Find the line containing "Annotation guideline: every instance of the child's dark". Reproduce it and every line after it up to the end of the records, exactly as written.

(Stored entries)
____
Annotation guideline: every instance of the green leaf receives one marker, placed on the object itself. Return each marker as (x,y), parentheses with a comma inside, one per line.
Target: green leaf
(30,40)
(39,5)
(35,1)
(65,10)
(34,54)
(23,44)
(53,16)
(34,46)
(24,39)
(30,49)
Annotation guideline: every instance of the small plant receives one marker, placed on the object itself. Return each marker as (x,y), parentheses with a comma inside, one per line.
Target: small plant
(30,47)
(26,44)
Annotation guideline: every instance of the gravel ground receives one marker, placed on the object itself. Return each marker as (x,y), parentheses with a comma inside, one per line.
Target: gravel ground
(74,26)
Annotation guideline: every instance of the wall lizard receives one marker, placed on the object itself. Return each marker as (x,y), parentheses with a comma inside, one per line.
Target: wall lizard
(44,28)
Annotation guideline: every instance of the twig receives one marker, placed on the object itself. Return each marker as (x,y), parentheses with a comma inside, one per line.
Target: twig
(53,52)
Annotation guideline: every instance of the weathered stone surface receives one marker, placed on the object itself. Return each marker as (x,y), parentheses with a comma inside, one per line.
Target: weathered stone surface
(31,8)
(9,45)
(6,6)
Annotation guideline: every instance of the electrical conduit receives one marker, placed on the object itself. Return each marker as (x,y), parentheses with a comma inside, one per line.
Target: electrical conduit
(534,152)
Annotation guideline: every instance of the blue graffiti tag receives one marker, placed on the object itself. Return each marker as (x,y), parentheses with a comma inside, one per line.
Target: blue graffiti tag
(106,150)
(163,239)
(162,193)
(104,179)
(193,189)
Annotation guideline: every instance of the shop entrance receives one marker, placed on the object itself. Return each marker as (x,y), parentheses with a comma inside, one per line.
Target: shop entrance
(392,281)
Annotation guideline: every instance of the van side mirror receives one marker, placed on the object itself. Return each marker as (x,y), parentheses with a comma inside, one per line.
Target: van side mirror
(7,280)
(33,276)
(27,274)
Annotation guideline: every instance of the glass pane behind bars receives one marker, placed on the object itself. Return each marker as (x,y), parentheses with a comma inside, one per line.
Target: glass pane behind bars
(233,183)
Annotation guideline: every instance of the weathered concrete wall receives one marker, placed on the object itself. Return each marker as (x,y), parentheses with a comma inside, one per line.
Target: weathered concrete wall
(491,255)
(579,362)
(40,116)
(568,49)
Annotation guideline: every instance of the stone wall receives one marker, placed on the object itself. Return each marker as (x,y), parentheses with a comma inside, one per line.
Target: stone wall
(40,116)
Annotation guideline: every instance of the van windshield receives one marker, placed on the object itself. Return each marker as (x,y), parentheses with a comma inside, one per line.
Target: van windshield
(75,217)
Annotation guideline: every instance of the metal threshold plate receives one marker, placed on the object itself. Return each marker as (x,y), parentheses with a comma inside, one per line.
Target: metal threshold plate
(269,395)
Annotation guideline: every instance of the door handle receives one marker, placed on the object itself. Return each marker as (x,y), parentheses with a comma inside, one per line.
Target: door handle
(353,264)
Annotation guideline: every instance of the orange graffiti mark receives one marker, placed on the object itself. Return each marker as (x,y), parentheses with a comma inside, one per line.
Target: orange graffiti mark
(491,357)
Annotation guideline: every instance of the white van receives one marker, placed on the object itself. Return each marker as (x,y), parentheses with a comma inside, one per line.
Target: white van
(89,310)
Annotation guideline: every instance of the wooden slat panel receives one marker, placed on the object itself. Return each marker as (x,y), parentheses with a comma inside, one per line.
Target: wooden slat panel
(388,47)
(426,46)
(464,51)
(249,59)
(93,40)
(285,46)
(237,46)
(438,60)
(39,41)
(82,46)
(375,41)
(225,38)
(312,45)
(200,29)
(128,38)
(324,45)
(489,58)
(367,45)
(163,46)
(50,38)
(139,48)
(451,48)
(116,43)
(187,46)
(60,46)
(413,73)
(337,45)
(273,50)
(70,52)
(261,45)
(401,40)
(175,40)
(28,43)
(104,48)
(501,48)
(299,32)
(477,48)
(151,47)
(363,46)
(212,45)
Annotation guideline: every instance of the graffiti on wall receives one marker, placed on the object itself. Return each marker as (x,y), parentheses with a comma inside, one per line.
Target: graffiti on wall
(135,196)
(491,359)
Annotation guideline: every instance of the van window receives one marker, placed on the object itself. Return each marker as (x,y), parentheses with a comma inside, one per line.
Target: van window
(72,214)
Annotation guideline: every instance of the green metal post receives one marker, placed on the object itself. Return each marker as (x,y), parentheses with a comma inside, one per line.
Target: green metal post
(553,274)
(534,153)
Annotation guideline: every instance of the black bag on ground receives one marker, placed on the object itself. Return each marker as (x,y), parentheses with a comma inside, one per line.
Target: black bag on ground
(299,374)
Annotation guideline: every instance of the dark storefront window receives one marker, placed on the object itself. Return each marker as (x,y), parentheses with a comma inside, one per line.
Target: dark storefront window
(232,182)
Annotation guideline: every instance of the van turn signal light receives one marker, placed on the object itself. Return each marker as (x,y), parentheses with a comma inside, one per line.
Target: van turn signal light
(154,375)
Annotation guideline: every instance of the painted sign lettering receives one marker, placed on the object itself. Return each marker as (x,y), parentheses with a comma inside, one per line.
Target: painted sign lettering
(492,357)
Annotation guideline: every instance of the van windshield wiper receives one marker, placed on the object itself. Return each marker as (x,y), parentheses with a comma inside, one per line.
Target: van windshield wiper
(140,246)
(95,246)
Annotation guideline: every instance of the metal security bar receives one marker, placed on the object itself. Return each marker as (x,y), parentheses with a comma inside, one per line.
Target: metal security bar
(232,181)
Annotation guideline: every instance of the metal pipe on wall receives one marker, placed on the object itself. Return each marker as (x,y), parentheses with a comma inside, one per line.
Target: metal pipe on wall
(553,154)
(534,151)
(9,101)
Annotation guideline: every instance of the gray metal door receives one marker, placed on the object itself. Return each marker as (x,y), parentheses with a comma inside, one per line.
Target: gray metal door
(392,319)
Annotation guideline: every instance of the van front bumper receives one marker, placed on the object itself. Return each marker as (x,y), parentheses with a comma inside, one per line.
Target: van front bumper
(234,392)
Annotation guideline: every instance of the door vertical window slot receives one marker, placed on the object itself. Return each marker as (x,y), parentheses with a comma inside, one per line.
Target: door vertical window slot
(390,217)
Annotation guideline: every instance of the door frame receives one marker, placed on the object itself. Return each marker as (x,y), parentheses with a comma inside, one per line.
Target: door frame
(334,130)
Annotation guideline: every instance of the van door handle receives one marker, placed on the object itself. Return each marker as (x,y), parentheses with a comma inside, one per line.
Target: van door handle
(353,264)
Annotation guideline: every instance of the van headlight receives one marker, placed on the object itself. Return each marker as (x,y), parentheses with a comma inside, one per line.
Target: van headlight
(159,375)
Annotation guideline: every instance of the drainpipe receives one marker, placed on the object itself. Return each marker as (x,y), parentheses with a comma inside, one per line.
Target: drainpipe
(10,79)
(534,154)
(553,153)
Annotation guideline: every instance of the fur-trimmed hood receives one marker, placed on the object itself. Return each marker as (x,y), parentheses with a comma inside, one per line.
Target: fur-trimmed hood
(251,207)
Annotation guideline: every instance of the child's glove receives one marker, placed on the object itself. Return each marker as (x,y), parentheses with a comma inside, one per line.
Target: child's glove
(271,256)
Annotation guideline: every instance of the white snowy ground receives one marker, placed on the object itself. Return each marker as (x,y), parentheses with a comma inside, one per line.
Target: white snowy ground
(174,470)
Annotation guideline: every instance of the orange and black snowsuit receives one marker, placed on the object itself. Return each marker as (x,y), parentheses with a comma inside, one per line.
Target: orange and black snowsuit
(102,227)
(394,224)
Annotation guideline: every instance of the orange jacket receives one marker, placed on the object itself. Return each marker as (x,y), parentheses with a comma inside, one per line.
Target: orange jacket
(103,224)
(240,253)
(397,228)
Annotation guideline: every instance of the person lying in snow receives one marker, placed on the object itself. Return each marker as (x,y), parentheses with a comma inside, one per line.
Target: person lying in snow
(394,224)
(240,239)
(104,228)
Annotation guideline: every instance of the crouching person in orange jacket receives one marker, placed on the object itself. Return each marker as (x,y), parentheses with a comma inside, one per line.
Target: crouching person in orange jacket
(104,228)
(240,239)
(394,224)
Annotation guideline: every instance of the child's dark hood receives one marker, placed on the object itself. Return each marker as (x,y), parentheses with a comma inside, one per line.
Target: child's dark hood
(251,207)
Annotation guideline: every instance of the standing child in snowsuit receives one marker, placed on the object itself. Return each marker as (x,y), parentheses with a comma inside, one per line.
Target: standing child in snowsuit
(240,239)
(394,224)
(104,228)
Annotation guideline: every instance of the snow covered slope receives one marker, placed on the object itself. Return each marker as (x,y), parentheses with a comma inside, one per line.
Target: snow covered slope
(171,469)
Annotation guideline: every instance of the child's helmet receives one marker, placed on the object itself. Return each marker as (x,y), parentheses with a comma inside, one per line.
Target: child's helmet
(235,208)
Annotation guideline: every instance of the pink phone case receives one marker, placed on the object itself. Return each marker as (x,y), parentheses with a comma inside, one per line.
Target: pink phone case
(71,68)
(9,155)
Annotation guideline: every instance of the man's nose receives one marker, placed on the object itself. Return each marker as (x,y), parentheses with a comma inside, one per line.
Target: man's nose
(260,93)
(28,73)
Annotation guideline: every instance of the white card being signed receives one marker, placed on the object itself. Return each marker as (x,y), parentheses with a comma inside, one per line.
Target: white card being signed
____
OUTPUT:
Annotation guideline: every instance of the child's dark hood receives one marker, placed on the object itself. Return each marker as (x,y), parentheses with a comma inside, one per line.
Target: child's dark hood
(251,207)
Annotation guideline: every instance of the standing child in snowsuit receives one marker, placed on the object itself. Return each marker as (x,y), parentheses with a comma inside, one per line.
Target: standing child in snowsuit
(240,239)
(394,224)
(104,228)
Annotation guideline: every instance of the snow covered slope receives one marker, placed on the object itself. Return each marker as (x,y), parentheses with a comma inside, one per line.
Target: snow covered slope
(171,469)
Annotation guideline: every instance of the child's helmet receives one marker, placed on the object itself. Return each marker as (x,y), parentheses with a comma inside, one per line.
Target: child's helmet
(235,208)
Annotation guideline: every instance of the pink phone case receives one marker, placed on the object itself. Return each marker as (x,y), parentheses with a comma inside, one per line.
Target: pink phone case
(71,68)
(9,155)
Annotation guideline: every instance of the man's nose receives one marker, placed on the object itself. Return each marker as (x,y), parentheses with a comma inside, one per line.
Target: man's nose
(260,93)
(28,73)
Annotation guideline: every instance of the white card being signed receives one marker, placed on the object itself. Return each marker as (x,y), parentheses with a comma inside, one per line.
Target: white card being signed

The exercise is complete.